Task prompt: Can you retype, character for character, only the lines of the items below starting at the line that contains "point: green bush" and ending at the line that contains "column 150, row 18", with both of those lines included?

The data:
▶
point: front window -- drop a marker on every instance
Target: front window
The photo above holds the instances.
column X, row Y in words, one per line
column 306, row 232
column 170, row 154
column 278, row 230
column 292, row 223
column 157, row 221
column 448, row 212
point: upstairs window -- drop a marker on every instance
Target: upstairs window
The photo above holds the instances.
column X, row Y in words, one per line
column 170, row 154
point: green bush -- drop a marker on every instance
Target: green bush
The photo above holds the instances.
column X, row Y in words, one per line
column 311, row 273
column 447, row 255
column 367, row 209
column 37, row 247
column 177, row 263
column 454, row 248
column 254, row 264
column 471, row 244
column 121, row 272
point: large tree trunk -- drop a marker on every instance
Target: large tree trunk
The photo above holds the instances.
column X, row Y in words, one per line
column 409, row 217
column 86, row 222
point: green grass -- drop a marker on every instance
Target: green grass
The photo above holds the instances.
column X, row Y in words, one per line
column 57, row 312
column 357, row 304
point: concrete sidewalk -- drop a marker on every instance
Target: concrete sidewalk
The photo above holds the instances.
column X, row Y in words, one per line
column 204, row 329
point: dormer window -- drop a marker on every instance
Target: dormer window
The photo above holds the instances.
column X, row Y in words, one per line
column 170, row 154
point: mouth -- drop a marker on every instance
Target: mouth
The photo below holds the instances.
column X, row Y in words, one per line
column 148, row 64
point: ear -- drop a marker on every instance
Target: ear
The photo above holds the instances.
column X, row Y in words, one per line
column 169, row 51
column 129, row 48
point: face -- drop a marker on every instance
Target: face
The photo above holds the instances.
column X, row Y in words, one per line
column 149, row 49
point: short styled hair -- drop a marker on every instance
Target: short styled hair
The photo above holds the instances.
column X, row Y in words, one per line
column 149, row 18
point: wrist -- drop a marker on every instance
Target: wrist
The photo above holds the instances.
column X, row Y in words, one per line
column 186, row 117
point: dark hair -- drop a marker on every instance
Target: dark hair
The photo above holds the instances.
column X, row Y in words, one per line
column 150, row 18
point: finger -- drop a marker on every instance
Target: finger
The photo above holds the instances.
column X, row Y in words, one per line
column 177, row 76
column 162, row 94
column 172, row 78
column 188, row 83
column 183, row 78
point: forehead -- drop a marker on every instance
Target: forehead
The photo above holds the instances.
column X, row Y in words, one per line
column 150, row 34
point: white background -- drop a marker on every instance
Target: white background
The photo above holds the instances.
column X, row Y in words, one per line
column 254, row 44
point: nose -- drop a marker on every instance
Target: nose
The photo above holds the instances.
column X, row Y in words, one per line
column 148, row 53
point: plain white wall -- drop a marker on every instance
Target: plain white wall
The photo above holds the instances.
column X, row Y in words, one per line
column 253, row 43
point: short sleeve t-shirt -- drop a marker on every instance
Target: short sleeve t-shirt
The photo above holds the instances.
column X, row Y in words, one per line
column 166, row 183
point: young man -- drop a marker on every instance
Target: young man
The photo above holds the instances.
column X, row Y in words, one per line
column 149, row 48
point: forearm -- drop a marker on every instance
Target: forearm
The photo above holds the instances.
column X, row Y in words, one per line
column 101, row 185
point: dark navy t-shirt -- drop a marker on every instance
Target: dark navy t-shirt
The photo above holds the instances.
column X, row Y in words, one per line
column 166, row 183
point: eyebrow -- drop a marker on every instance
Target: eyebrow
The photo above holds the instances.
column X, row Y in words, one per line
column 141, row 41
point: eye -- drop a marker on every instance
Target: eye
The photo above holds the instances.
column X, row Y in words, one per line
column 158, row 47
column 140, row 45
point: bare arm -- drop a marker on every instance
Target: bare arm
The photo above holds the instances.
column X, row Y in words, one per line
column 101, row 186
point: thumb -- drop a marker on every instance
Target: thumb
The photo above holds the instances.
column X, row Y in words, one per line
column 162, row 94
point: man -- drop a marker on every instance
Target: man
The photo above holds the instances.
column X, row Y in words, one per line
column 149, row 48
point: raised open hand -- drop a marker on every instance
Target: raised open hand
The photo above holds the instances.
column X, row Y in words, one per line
◀
Output:
point: green bush -- drop a marker on every instance
Target: green bush
The photo above holds the instances.
column X, row Y in words, one per line
column 311, row 273
column 447, row 255
column 367, row 209
column 37, row 247
column 177, row 263
column 454, row 248
column 254, row 264
column 471, row 244
column 121, row 272
point: large tree trunk -- drop a marker on every instance
Target: large tree trunk
The photo above holds the instances.
column X, row Y in words, one per line
column 409, row 217
column 86, row 222
point: green grass -- drop a marker on every instance
Target: green grass
The photo above holds the instances.
column X, row Y in words, one per line
column 57, row 312
column 357, row 304
point: concrete sidewalk -- drop a marker on every instance
Target: concrete sidewalk
The photo above holds the instances.
column X, row Y in words, one per line
column 204, row 329
point: dormer window -- drop a marker on every instance
Target: dormer window
The photo above holds the instances.
column X, row Y in words, one per line
column 170, row 154
point: mouth -- drop a marker on every instance
Target: mouth
The photo below holds the instances.
column X, row Y in words, one per line
column 148, row 64
point: ear -- drop a marker on every instance
Target: ear
The photo above holds the instances.
column X, row Y in words, one per line
column 169, row 51
column 129, row 48
point: face -- drop a marker on every instance
Target: face
The photo above holds the instances.
column X, row Y in words, one per line
column 149, row 49
point: short styled hair -- drop a marker on every instance
Target: short styled hair
The photo above holds the instances.
column X, row Y in words, one per line
column 149, row 18
point: wrist -- drop a marker on every instance
Target: wrist
The photo above holds the instances.
column X, row Y in words, one per line
column 186, row 117
point: dark hair -- drop a marker on every instance
Target: dark hair
The photo above holds the instances.
column X, row Y in words, one per line
column 150, row 18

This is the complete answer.